**DOCUMENT PASSAGE**
— start —

April 29, 2021
AXA has placed climate commitments at the core of its strategic plan. These underlie all the Group’s actions as an investor or insurer.
3 minutes
At the current rate of decarbonization, the world will have exhausted its options by 2030. We need to accelerate the transition and at AXA, we are convinced we have a decisive role to play as an insurer and investor pioneering action against climate change.
The Group has placed this challenge at the center of its strategy: the commitments in the Driving Progress 2023 plan add to the measures already launched and enable AXA to act on three levels: firmly establish the Group’s credibility as an environmental leader with an exemplary carbon footprint; accelerate the Group’s investment commitments; and act with our underwriting policy, the core of our insurance business.
Gilles Moëc
Chief Economist of AXA Group and AXA Investment Managers Head of Research
We develop solutions to empower companies' energy transition.
“Reducing the carbon footprint of AXA’s investments serves two aims. First, we’re protecting the Group from assets that are poorly suited to the critical challenges facing society and evolving regulation, and likely to depreciate in value in the long run. More fundamentally, we want to combat global warming by accelerating the energy transition in the corporate sector, since we’re convinced of the need to act without delay.

— end —

**PROVIDED MATERIAL**
— start —

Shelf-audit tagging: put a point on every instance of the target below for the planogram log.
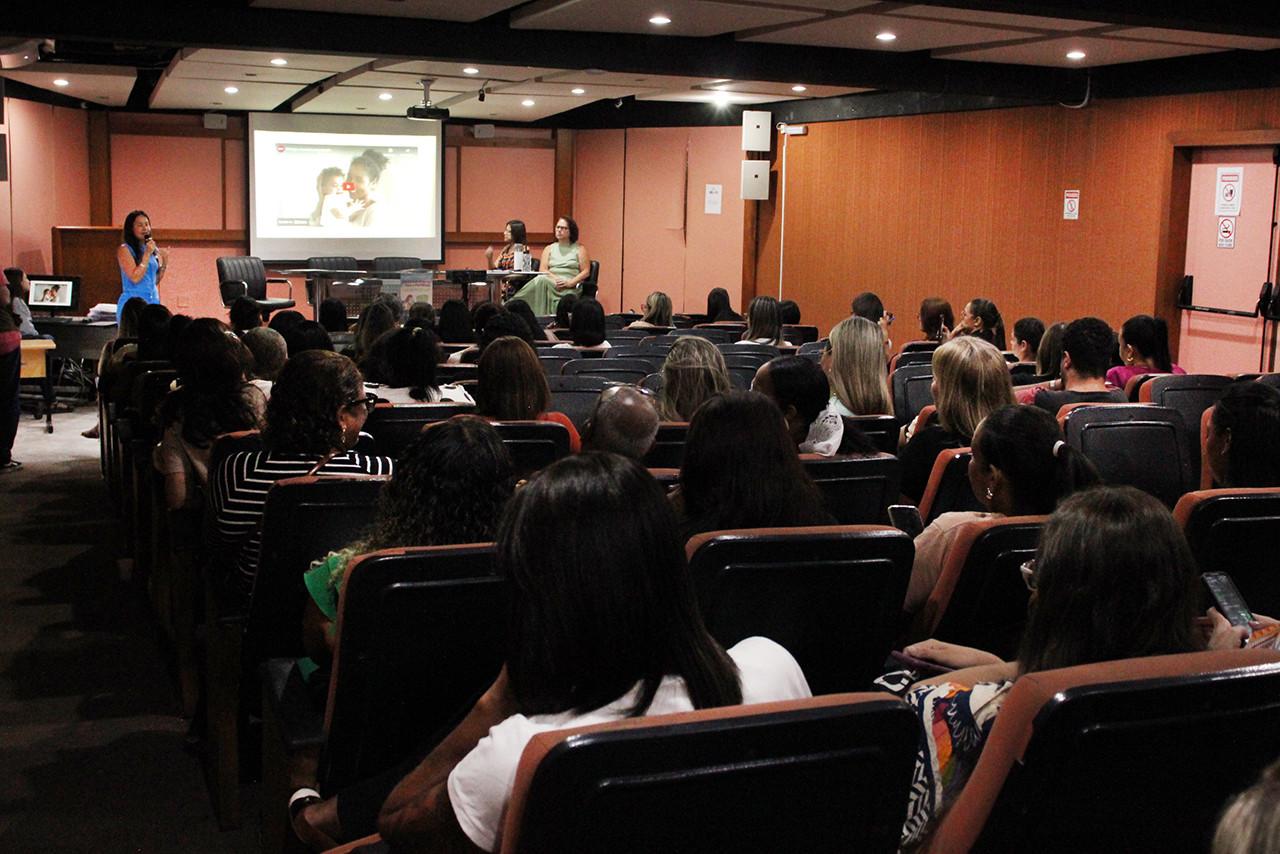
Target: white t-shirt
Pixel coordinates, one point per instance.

— end —

**EXERCISE REQUIREMENTS**
1. Turn the paragraph of the AXA climate text that begins "The Group has placed this challenge" into a short list that keeps its main facts.
2. Swap "decarbonization" for "carbon reduction" in the AXA climate text from "April 29, 2021" to "our insurance business.", and write out that stretch with the change.
Work from the AXA climate text alone.

**ANSWERS TO THE EXERCISE**
1.
- AXA has put the climate challenge at the center of its strategy.
- The commitments in the Driving Progress 2023 plan add to measures already launched.
- They let AXA act on three levels:
  - establishing the Group's credibility as an environmental leader with an exemplary carbon footprint
  - accelerating the Group's investment commitments
  - acting through its underwriting policy, the core of its insurance business

2.
April 29, 2021
AXA has placed climate commitments at the core of its strategic plan. These underlie all the Group’s actions as an investor or insurer.
3 minutes
At the current rate of carbon reduction, the world will have exhausted its options by 2030. We need to accelerate the transition and at AXA, we are convinced we have a decisive role to play as an insurer and investor pioneering action against climate change.
The Group has placed this challenge at the center of its strategy: the commitments in the Driving Progress 2023 plan add to the measures already launched and enable AXA to act on three levels: firmly establish the Group’s credibility as an environmental leader with an exemplary carbon footprint; accelerate the Group’s investment commitments; and act with our underwriting policy, the core of our insurance business.